# PROVIDED INFORMATION
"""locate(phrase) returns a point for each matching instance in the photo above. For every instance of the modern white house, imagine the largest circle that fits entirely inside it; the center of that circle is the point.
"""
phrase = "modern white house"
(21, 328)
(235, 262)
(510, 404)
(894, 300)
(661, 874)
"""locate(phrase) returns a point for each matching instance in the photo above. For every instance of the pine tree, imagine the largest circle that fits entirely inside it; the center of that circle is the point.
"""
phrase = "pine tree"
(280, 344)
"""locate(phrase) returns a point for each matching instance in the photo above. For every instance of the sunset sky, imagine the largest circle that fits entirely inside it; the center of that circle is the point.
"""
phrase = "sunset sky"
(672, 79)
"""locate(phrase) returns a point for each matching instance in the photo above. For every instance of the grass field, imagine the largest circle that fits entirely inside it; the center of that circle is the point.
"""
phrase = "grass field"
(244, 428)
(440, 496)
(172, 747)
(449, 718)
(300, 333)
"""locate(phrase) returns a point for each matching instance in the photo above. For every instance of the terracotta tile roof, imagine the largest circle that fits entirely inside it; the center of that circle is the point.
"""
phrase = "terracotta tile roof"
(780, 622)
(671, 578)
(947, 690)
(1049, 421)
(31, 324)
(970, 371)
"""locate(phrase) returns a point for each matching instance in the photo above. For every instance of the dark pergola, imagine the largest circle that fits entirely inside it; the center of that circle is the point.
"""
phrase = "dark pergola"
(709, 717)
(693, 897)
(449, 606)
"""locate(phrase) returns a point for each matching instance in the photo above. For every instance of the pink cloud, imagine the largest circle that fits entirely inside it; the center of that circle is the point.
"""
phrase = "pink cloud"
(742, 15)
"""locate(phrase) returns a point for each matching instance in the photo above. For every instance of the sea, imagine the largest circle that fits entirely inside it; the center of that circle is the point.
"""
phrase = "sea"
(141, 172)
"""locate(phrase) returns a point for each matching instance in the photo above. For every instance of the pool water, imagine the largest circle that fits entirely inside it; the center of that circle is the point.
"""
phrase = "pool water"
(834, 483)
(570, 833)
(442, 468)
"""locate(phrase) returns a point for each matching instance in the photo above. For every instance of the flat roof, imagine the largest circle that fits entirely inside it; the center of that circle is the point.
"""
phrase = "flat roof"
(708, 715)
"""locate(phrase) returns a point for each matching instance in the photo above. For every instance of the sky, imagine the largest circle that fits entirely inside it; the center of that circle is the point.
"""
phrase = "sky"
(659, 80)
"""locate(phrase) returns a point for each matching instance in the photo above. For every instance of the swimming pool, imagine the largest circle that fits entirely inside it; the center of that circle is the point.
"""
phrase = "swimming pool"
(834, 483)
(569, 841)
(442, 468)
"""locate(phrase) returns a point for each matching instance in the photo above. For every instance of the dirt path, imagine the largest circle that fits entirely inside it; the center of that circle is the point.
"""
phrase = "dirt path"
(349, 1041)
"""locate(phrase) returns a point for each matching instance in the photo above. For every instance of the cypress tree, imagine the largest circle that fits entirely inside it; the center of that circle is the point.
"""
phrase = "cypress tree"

# WRITTEN EXERCISE
Retype all the material above precisely, with no line left out.

# EXERCISE RESULT
"""locate(phrase) returns a point for each matching instance in the photo above. For every instance of the modern white house, imagine the largest circle that fits entirely inside it; the center of that circle is the point.
"""
phrase = "modern white house"
(21, 328)
(235, 262)
(510, 404)
(894, 300)
(661, 874)
"""locate(phrase) returns a point for each matching instance in the photo above. For every instance of the pine tree, imagine the largest circle that fits entirely inside it; the center of that circle is the point.
"""
phrase = "pine tree"
(280, 344)
"""locate(phrase) returns a point for each matching instance in the photo above. For every instance of the sunset sky, imagine the largest circle that fits entirely inside it; the center of that circle is the point.
"""
phrase = "sunset sky"
(672, 79)
"""locate(phrase) returns a point for each matching instance in the photo above. For every instance of the grass field, imagine the largest circle that fits entirely inside it; the center of that circle is the point.
"""
phrase = "grass field"
(244, 428)
(440, 496)
(172, 747)
(449, 718)
(300, 333)
"""locate(phrase) returns a point for each matching instance in the photo above. For every instance of the terracotta tile roof, imagine the largest circle that fits entirely inside it; the center of that circle is the point.
"""
phrase = "terracotta tile roof"
(780, 622)
(671, 578)
(947, 690)
(1049, 421)
(31, 324)
(970, 371)
"""locate(phrase) returns a point for each matching instance in the photo above. For every instance of the dark pergola, imagine the largest circle that fits entirely inside it; the center of that circle is the point.
"""
phrase = "dark pergola"
(709, 717)
(693, 897)
(449, 606)
"""locate(phrase) returns a point for each matching instance in the photo above. For every instance of the pink cloud, imagine the largest circle that fits entirely inside it; the center of that circle is the point.
"""
phrase = "pink cloud"
(742, 15)
"""locate(phrase) returns a point for each matching instance in the photo above. For every instance of the sea, imagine the largest circle that fits entirely inside it; the center of that circle is the point.
"""
phrase = "sea"
(141, 172)
"""locate(phrase) returns a point for each matching instance in the photo above. For every instance of the pool water, imagine the largest circle that fits entirely inside it; the center of that circle is the point.
"""
phrase = "pool water"
(834, 483)
(570, 833)
(442, 468)
"""locate(phrase) returns a point for each matching instance in the photo above. For every instance of the flat roof, imagine the largest circle that fits entirely inside it; the center of that circle is the point.
"""
phrase = "flat roof"
(708, 715)
"""locate(phrase) returns a point for each matching instance in the photo above. For every instance of the sky, imagine the largest circle that fits entirely inside it; the center of that circle is the point.
"""
phrase = "sky"
(659, 80)
"""locate(phrase) returns a point for each matching instance in the photo above. For every instance of the swimming pool, imagine the largest circle that fits entirely inside it; the center of that circle is the point.
"""
phrase = "swimming pool"
(834, 483)
(569, 841)
(442, 468)
"""locate(phrase) returns a point for each matching instance in the photo above. For every instance of the dirt path, imagine the largest circle that fits entirely inside it; the center of that circle is the point.
"""
phrase = "dirt path"
(349, 1041)
"""locate(phrase) returns a point for each matching instance in the photo above. For every instance of the cypress tree, imagine the largest circle that fits entirely inside it; the center of that circle is the point.
"""
phrase = "cypress tree"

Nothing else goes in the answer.